» Passage shown
· · · ·

Israeli-American media executive

Sharon Tal Yguado (שרון טל יגואדו) is an Israeli-born American media executive.

Yguado has built studio divisions at media companies including Amazon and Fox. She is known for her work on fantasy and science fiction projects including The Walking Dead, The Boys, The Lord of the Rings: The Rings of Power, The Wheel of Time, and Invincible. In her role as head of scripted programming at Amazon she also oversaw numerous original shows, including The Marvelous Mrs. Maisel, Fleabag, Homecoming, Jack Ryan and Good Omens. Yguado also served as the head of Fox International Studios and Global Programming at Fox Networks Group.

== Biography ==
Yguado was born in Israel.

In 2004, Yguado moved to Italy and started her career as VP of Programming at Fox International Channels, where she was responsible for the global programming strategy. In 2008 she moved back to the US, and in 2010 was promoted to a Senior Vice President role.

In 2011, Yguado partnered with AMC on The Walking Dead. She finalized the deal with AMC at a script stage and bought the rights for the show for territories outside the United States and Canada.

In 2012, Yguado was promoted to an Executive Vice President role. In 2015, she started a new studio division for Fox International Channels, called Fox International Studios. In this new role, she produced and co-produced original global content for Fox's international channels, partnering with Robert Kirkman to produce his next TV show Outcast. The show ran for two seasons on Cinemax in the US and all of Fox's cable channels outside the US.

In 2017, Yguado was hired by Amazon Studios in a senior leadership position to start a new entertainment division, focusing on large franchises in the genres of fantasy and sci-fi. In this role, Yguado identified, developed, and produced numerous shows. The first show she picked up was The Boys. The show was launched in late 2019 and became a success story for Amazon; it ran for five seasons and has several spinoffs.

· · · ·

» Data under study
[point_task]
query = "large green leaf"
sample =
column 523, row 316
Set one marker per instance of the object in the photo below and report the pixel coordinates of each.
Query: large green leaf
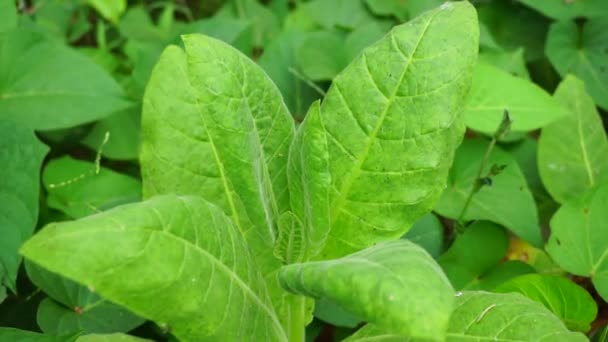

· · · ·

» What to work on
Copy out the part of the passage on Sharon Tal Yguado starting with "In 2011, Yguado" and going on through "outside the US.".

» Task solution
In 2011, Yguado partnered with AMC on The Walking Dead. She finalized the deal with AMC at a script stage and bought the rights for the show for territories outside the United States and Canada.

In 2012, Yguado was promoted to an Executive Vice President role. In 2015, she started a new studio division for Fox International Channels, called Fox International Studios. In this new role, she produced and co-produced original global content for Fox's international channels, partnering with Robert Kirkman to produce his next TV show Outcast. The show ran for two seasons on Cinemax in the US and all of Fox's cable channels outside the US.